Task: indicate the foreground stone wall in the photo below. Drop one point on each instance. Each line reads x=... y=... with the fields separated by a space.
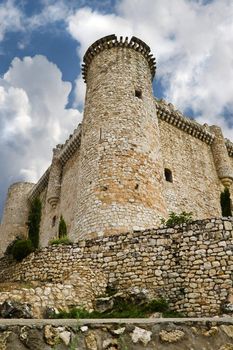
x=190 y=265
x=15 y=216
x=87 y=335
x=77 y=288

:::

Activity:
Would you please copy the listing exactly, omitting every picture?

Your solution:
Task: indicate the foreground stone wall in the photo below. Drop one point on each instance. Each line reads x=... y=... with the fields separated by a space.
x=190 y=265
x=15 y=216
x=87 y=335
x=77 y=288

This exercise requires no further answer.